Items from a labeling collection:
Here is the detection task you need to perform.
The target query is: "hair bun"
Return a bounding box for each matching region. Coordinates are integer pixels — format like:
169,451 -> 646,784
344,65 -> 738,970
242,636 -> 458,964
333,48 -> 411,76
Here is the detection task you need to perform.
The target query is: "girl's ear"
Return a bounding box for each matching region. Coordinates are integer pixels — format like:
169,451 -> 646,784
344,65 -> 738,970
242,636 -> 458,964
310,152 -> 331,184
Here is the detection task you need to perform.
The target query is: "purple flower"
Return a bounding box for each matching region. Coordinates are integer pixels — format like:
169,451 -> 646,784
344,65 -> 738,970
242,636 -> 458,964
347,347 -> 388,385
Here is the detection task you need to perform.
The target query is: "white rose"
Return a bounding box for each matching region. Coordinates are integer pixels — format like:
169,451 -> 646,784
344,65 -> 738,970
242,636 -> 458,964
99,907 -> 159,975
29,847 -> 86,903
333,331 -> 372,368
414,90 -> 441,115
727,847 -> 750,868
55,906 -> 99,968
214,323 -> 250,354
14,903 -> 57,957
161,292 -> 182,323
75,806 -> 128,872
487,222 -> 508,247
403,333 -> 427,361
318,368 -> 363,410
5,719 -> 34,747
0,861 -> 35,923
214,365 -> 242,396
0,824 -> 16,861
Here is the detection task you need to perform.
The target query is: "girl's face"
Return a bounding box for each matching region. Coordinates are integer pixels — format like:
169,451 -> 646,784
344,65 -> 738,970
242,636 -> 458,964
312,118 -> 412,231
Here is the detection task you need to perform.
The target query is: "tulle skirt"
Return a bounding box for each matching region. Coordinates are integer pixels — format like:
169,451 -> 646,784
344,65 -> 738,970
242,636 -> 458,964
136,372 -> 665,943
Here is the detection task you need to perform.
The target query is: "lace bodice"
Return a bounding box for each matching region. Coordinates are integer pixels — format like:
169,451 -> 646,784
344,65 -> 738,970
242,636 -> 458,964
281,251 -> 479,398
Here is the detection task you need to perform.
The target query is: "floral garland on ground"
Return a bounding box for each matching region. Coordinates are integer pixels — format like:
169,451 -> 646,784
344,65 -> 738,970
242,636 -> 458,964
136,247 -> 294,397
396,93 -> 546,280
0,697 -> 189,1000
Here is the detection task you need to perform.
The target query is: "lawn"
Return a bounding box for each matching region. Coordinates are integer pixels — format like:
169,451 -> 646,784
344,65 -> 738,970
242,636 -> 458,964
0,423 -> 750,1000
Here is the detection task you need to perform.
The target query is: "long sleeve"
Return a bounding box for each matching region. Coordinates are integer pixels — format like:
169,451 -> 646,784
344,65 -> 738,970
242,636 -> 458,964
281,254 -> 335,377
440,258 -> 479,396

## Work required
Reproduce each of the entries above word for word.

## Solution to the problem
Here is the detection task you need to perform.
The target query is: "hair bun"
Return a bounding box for each matching region. Coordinates are integer pixels — format like:
169,451 -> 646,784
344,65 -> 738,970
242,636 -> 458,964
333,48 -> 411,76
Here is the detection task you need to perform.
The target query is: "girl's ear"
Return a bounding box for each matching region. Coordinates are integer pixels — format like:
169,451 -> 646,784
344,65 -> 738,970
242,636 -> 458,964
310,152 -> 331,184
Here is the detection task you need to perform.
The target query is: "purple flower"
Return a bounding box for each matching region. Coordinates are integer pixels — format like:
169,451 -> 646,784
344,65 -> 738,970
242,636 -> 458,964
347,347 -> 388,385
Here is the detection task you need to perform.
The target query is: "white rose"
Return a bounding box for each matching region. Coordinates are integer pixels — format like:
169,451 -> 646,784
344,65 -> 738,970
242,636 -> 458,964
99,907 -> 159,975
29,847 -> 86,903
333,331 -> 372,368
414,90 -> 441,115
727,847 -> 750,868
55,906 -> 99,968
214,323 -> 250,354
14,903 -> 57,957
161,292 -> 182,323
75,806 -> 128,872
487,222 -> 508,247
403,333 -> 427,361
318,368 -> 363,410
5,719 -> 34,747
0,861 -> 35,923
214,365 -> 242,396
0,824 -> 16,861
Here is the detection task you need to perform.
The target query is: "girl's face"
Return a bounding box for each matching region. Coordinates are integer pixels — format like:
169,451 -> 646,784
344,65 -> 738,970
242,636 -> 458,964
312,118 -> 412,231
Here is the detection task you need to perform.
The target query is: "tulle skirt"
Return a bounding box for each matching region. Coordinates are integer pixels — format like:
169,451 -> 646,784
344,65 -> 738,970
242,636 -> 458,964
136,372 -> 665,943
Here is the detection task you need to perform.
The target query is: "lace bodice"
Return a bounding box for each matching region. Coordinates are integer pixels — format like:
169,451 -> 646,784
344,65 -> 738,970
242,636 -> 458,964
281,251 -> 479,398
Here is the detection task you need to perform.
The target query is: "floral garland on ground"
Return a bounding box for each matching region. Coordinates are integer pixels — format like:
169,451 -> 646,784
344,65 -> 738,970
242,636 -> 458,964
136,247 -> 294,397
396,93 -> 546,280
0,697 -> 189,1000
Here is the detection task you need to perform.
The target query is: "lawn"
Return a bounding box for each matching region. Coordinates are integer pixels — format like:
169,451 -> 646,784
344,65 -> 738,970
242,636 -> 458,964
0,423 -> 750,1000
Here is the detection task you need to perform.
The target query is: "long sleeve"
Return a bounding box for each matching region. Coordinates are integer pixels — format like:
169,451 -> 646,784
344,65 -> 738,970
242,636 -> 458,964
281,254 -> 335,377
440,258 -> 479,396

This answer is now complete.